Task description:
Starting at the line that contains "Mark every instance of the heron's leg", restate every line word for word through the end of the entries.

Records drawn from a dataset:
********************
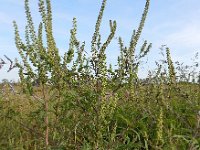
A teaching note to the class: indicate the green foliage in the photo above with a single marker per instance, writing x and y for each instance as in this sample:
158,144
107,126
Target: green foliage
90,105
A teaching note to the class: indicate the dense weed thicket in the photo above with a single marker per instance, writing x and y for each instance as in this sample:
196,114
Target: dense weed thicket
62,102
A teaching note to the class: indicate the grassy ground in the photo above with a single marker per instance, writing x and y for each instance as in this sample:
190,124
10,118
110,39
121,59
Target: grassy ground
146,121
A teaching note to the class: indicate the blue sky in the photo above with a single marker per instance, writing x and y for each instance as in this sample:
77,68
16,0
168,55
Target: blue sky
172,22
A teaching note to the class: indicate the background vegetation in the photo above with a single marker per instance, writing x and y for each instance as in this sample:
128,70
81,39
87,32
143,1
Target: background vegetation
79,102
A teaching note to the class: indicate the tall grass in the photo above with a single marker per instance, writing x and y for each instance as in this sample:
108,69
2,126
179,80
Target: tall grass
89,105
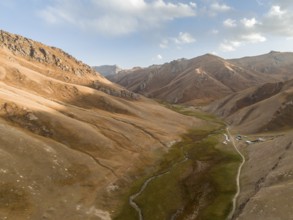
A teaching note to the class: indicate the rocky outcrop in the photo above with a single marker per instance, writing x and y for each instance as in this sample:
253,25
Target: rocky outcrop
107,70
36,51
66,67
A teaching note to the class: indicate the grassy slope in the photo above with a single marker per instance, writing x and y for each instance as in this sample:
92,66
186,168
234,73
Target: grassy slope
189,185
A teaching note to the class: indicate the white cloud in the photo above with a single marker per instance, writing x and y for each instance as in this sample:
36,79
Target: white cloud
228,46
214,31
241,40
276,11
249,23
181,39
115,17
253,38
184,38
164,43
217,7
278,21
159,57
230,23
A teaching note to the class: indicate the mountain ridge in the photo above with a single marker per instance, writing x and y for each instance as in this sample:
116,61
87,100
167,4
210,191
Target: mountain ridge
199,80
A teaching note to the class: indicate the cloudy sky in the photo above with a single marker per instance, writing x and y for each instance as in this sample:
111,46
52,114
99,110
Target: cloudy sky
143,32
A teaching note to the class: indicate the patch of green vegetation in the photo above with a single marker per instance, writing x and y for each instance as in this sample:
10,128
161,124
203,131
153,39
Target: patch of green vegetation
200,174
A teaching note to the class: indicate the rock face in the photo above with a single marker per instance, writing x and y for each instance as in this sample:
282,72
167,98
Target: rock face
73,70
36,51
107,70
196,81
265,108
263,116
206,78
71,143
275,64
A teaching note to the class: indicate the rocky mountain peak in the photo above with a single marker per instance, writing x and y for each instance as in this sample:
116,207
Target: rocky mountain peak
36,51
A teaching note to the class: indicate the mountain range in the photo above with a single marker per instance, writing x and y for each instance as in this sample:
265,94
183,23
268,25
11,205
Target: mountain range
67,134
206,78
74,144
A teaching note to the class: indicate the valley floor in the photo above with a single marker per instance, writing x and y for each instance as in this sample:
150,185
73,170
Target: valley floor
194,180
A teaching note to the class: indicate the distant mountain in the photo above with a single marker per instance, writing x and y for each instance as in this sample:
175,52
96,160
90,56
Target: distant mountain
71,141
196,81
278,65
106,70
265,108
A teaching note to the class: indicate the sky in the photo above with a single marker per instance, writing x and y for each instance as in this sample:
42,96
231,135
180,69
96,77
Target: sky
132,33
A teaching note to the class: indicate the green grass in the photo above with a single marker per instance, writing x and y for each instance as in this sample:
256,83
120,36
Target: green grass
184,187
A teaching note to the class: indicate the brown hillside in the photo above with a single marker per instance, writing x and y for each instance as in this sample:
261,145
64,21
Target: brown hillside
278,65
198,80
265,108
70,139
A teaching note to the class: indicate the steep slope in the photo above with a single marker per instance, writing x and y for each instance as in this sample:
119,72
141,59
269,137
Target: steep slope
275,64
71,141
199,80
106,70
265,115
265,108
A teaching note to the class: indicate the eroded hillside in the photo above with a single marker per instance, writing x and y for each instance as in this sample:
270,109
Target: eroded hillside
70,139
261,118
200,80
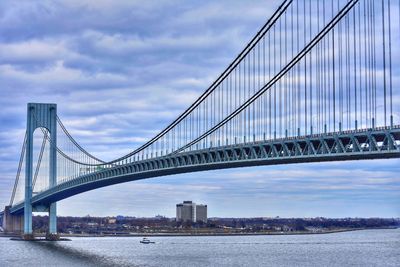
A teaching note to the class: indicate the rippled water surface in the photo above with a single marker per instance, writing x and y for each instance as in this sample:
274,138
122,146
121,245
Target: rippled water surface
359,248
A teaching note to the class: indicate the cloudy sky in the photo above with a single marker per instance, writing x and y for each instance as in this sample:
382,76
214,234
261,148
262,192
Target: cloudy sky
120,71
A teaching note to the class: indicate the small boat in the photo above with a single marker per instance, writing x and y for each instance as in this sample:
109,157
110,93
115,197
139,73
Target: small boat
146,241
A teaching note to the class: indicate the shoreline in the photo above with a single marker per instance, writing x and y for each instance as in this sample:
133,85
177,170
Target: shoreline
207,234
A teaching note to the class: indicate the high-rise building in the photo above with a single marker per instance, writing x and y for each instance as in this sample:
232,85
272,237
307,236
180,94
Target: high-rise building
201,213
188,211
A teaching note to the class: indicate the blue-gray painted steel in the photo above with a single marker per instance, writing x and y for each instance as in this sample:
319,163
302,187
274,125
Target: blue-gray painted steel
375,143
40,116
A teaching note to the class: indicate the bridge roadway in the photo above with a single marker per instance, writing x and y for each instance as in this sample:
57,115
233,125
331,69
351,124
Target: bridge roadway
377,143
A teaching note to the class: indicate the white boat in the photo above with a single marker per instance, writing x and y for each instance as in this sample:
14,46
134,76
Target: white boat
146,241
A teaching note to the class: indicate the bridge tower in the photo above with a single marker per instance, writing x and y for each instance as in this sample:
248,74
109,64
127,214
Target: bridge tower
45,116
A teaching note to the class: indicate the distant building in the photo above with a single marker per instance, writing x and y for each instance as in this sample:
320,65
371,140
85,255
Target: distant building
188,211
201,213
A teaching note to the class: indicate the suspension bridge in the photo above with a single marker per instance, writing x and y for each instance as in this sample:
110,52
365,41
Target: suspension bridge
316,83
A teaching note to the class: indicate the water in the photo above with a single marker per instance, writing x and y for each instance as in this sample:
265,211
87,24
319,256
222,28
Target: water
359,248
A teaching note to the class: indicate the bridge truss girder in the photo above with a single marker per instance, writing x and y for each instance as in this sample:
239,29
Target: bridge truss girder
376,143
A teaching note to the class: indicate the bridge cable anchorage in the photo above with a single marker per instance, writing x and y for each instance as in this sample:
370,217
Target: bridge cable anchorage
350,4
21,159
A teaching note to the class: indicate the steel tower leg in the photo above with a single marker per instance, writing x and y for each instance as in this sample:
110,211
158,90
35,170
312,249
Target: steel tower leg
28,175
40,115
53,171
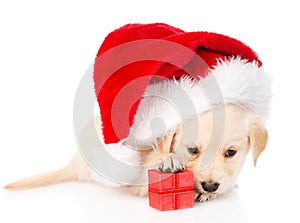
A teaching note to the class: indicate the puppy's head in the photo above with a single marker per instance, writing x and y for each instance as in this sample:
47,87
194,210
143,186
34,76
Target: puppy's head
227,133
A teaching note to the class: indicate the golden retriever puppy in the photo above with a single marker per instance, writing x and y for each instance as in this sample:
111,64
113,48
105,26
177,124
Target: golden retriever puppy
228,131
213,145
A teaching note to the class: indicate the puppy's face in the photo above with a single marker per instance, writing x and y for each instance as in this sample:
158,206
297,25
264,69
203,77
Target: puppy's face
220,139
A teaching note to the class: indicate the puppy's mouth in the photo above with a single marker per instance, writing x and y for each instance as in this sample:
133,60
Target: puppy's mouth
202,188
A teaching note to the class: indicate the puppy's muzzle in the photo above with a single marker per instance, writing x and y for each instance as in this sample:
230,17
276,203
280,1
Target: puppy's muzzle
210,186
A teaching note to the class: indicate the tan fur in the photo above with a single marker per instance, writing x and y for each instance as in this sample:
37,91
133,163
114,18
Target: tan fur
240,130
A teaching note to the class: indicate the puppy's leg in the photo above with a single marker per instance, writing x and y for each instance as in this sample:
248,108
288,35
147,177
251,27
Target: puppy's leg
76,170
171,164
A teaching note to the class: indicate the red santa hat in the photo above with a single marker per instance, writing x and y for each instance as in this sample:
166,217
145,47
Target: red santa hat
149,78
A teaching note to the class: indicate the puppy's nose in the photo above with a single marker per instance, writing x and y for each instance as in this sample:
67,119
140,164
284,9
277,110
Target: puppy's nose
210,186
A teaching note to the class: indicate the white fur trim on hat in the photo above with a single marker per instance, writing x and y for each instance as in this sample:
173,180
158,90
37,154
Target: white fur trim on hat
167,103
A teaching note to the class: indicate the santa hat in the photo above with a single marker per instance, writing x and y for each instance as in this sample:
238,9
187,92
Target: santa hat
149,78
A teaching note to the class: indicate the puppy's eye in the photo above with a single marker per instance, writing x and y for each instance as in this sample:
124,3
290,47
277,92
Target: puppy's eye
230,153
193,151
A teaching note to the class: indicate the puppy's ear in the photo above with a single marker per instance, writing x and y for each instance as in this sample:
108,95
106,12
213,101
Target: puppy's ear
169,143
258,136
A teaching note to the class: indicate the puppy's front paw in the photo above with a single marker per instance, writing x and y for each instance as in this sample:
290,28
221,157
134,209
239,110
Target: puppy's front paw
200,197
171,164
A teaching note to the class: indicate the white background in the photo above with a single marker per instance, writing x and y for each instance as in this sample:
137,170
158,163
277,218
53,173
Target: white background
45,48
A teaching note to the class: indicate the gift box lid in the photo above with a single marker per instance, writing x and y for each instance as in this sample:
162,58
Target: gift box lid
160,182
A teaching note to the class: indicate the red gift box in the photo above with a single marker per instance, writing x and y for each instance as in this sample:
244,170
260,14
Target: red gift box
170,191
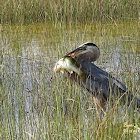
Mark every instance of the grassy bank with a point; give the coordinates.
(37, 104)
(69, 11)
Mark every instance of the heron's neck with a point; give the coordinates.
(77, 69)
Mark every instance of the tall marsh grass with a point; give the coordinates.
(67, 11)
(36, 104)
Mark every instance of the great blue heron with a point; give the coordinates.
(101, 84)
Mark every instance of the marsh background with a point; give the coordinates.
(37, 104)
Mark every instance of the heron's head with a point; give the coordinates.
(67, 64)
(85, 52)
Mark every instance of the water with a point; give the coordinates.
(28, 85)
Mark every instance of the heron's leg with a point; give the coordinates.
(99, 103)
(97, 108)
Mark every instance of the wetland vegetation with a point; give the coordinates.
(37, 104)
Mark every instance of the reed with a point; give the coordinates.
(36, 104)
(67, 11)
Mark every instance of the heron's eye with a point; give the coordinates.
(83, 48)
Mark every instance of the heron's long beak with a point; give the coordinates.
********************
Solution:
Mark every instance of the heron's leg with a point; give the coordinates.
(99, 103)
(97, 108)
Mark every instance of the wetland vegetation with a point; give the coordinates.
(37, 104)
Mark every instance of the reed with a point; give the coordinates.
(36, 104)
(67, 11)
Mark every instance of the heron's eye with a point; give the coordinates.
(83, 48)
Mark every instance of the heron's long beak with a point; give the coordinates.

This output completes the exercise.